> **TEXT SEGMENT**
The presented approach for time series modeling using an SVM data-driven model demonstrated potential benefits but also limitations for applications. The positive aspects of the application of the SVM model to hydrological simulations include the following:
(i)
Universal applicability: Data-driven models are independent of the given physical environment or conditions. While the only driver of the algorithm is data, the simulation network can be developed and trained for any type of environment, scale or temporal resolution. In addition to the observed variables used to train the model for a given process, the algorithm does not require additional or specialized data sources required by conventional hydrological models, such as detailed geologic or soil maps, soil parameters, and vegetation maps, which might be unavailable for experimental catchments.
(ii)
Transparent model setup and control: The environment of data mining frameworks, such as KNIME and RapidMiner, enables the visual development of the model and transparent control of the workflow. The workflow can be easily modified for different scenarios or reused with different datasets.

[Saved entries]
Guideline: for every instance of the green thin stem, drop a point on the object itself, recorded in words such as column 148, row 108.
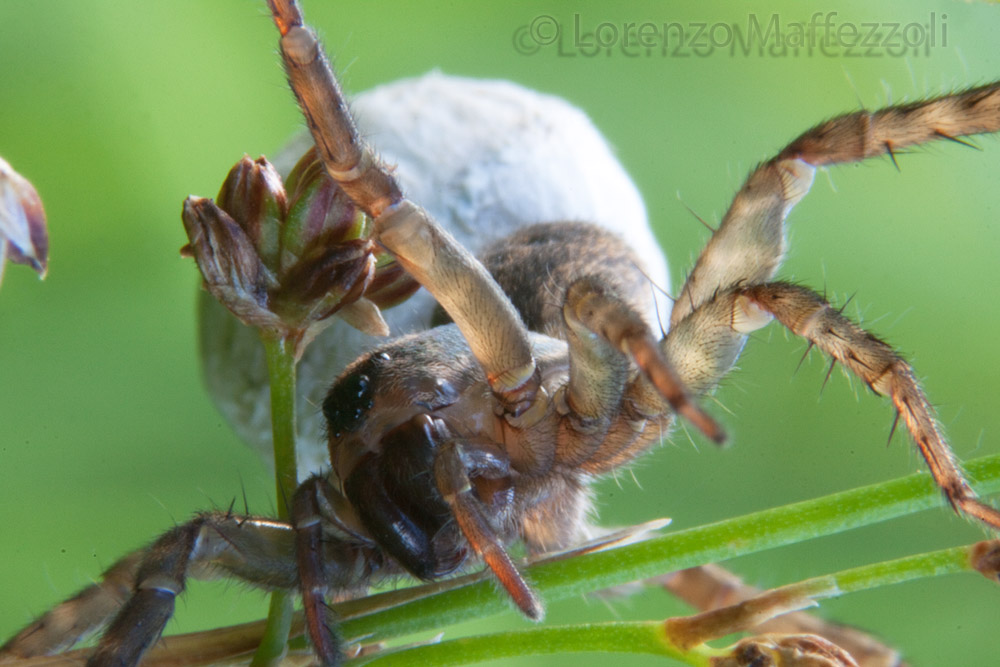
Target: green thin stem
column 281, row 359
column 649, row 637
column 751, row 533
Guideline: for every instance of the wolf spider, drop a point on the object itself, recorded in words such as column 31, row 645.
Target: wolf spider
column 526, row 397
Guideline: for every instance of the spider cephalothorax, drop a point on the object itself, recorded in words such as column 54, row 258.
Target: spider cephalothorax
column 453, row 443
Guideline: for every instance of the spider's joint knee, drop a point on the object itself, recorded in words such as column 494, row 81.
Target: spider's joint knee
column 748, row 315
column 161, row 583
column 300, row 45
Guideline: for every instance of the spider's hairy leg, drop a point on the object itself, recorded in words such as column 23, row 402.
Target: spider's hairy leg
column 73, row 620
column 140, row 590
column 808, row 315
column 464, row 469
column 433, row 257
column 749, row 245
column 591, row 307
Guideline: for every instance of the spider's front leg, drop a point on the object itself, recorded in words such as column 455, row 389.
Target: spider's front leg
column 460, row 284
column 472, row 298
column 728, row 293
column 138, row 592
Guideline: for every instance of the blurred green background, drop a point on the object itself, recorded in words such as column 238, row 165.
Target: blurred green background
column 117, row 111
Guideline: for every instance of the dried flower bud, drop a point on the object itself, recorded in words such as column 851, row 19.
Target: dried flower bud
column 254, row 196
column 24, row 237
column 285, row 259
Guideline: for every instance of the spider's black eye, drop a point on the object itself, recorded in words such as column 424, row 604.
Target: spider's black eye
column 347, row 402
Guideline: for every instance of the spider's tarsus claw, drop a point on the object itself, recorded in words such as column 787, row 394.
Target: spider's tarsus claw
column 892, row 155
column 962, row 142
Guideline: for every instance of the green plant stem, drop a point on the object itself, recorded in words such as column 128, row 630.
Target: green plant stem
column 712, row 543
column 281, row 358
column 637, row 637
column 648, row 637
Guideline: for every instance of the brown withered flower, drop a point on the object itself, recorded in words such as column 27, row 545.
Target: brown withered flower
column 24, row 237
column 285, row 257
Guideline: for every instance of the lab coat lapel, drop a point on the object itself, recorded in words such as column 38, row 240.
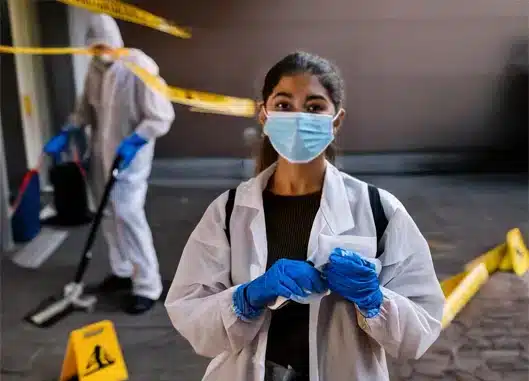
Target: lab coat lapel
column 335, row 203
column 334, row 217
column 250, row 195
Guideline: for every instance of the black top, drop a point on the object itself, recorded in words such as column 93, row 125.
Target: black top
column 289, row 221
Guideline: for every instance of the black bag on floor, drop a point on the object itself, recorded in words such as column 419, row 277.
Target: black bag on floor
column 70, row 195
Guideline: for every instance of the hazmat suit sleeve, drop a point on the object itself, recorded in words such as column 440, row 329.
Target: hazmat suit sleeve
column 409, row 320
column 156, row 110
column 199, row 302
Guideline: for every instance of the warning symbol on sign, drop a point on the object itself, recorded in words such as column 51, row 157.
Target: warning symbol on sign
column 99, row 360
column 94, row 354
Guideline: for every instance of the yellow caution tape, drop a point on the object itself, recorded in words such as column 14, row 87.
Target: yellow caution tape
column 517, row 251
column 506, row 263
column 130, row 13
column 198, row 100
column 448, row 285
column 55, row 51
column 463, row 292
column 491, row 259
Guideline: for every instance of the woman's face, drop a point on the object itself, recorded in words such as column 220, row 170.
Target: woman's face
column 300, row 93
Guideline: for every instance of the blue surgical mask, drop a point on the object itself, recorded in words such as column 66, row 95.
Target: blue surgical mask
column 299, row 137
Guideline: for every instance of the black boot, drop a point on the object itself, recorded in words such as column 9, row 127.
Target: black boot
column 136, row 304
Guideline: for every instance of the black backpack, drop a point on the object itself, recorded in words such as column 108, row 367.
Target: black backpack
column 381, row 221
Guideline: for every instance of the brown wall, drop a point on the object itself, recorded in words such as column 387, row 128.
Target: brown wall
column 421, row 75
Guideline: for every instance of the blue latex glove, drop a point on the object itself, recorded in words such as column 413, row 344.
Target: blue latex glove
column 128, row 149
column 56, row 145
column 286, row 277
column 355, row 279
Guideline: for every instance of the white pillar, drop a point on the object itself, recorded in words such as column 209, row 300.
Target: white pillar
column 31, row 81
column 78, row 27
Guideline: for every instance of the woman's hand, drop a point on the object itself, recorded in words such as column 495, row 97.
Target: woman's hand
column 286, row 277
column 355, row 279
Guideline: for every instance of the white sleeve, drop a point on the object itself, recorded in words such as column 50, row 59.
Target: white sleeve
column 199, row 302
column 82, row 114
column 156, row 111
column 409, row 320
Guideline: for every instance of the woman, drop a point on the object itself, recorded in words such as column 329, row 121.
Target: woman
column 304, row 231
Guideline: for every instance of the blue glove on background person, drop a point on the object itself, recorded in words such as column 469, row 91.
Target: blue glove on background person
column 287, row 278
column 128, row 149
column 355, row 279
column 56, row 145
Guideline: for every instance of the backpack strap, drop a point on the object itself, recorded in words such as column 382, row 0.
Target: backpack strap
column 229, row 210
column 381, row 221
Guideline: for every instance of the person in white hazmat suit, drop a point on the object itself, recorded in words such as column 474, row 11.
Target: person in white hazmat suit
column 304, row 232
column 125, row 117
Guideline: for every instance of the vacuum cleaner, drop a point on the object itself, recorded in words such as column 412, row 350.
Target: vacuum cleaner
column 73, row 297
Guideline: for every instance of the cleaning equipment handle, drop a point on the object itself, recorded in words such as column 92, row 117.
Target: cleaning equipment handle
column 87, row 255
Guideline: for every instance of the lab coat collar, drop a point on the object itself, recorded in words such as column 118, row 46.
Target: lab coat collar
column 335, row 202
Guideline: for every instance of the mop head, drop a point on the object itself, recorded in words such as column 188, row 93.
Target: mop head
column 54, row 309
column 35, row 317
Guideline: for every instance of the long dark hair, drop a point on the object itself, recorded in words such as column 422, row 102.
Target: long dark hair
column 300, row 63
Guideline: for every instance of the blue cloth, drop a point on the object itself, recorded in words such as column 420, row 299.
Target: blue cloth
column 128, row 149
column 286, row 277
column 355, row 279
column 299, row 137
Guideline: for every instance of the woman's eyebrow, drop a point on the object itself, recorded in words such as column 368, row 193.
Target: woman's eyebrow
column 316, row 97
column 283, row 94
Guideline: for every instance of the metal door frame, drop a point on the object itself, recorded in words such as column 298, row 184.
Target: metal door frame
column 6, row 239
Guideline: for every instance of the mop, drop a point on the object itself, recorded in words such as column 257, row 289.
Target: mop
column 54, row 309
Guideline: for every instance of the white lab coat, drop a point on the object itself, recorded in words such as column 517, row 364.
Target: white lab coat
column 344, row 346
column 115, row 103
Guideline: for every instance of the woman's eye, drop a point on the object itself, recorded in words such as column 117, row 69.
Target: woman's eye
column 315, row 108
column 282, row 106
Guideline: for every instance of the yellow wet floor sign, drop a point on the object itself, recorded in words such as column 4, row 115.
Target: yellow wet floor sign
column 94, row 354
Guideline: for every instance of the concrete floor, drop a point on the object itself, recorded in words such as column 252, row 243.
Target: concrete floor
column 461, row 217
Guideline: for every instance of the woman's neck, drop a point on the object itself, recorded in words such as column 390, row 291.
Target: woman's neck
column 298, row 179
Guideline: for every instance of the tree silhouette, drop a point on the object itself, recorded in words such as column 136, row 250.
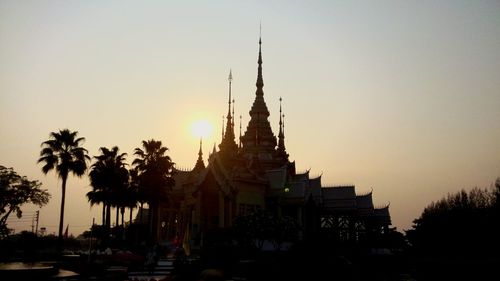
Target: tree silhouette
column 463, row 223
column 109, row 180
column 16, row 190
column 64, row 154
column 154, row 177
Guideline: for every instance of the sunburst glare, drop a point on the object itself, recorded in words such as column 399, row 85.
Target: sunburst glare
column 202, row 128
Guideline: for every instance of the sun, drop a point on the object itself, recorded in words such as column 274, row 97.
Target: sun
column 202, row 128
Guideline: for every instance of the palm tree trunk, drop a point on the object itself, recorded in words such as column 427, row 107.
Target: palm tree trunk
column 117, row 218
column 63, row 198
column 103, row 214
column 122, row 210
column 108, row 216
column 141, row 213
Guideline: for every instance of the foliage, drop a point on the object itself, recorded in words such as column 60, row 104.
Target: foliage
column 153, row 177
column 460, row 224
column 64, row 154
column 259, row 226
column 15, row 191
column 109, row 179
column 154, row 170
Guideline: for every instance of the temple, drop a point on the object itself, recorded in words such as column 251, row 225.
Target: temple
column 256, row 173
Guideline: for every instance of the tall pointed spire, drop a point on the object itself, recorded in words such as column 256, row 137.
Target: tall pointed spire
column 228, row 144
column 239, row 144
column 259, row 123
column 222, row 128
column 281, row 150
column 199, row 163
column 260, row 80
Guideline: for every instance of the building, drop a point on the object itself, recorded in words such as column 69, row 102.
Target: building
column 256, row 173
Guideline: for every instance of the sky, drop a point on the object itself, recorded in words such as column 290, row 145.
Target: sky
column 398, row 97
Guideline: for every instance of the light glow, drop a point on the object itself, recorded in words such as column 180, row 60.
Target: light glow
column 202, row 128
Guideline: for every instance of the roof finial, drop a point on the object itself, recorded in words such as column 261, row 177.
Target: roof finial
column 233, row 115
column 239, row 144
column 230, row 79
column 260, row 81
column 260, row 32
column 222, row 127
column 228, row 136
column 199, row 163
column 200, row 153
column 281, row 136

> **THE REQUEST**
Return the passage on SVM hydrological modeling word for word, from "Universal applicability: Data-driven" up to and including "with different datasets.".

> **REPLY**
Universal applicability: Data-driven models are independent of the given physical environment or conditions. While the only driver of the algorithm is data, the simulation network can be developed and trained for any type of environment, scale or temporal resolution. In addition to the observed variables used to train the model for a given process, the algorithm does not require additional or specialized data sources required by conventional hydrological models, such as detailed geologic or soil maps, soil parameters, and vegetation maps, which might be unavailable for experimental catchments.
(ii)
Transparent model setup and control: The environment of data mining frameworks, such as KNIME and RapidMiner, enables the visual development of the model and transparent control of the workflow. The workflow can be easily modified for different scenarios or reused with different datasets.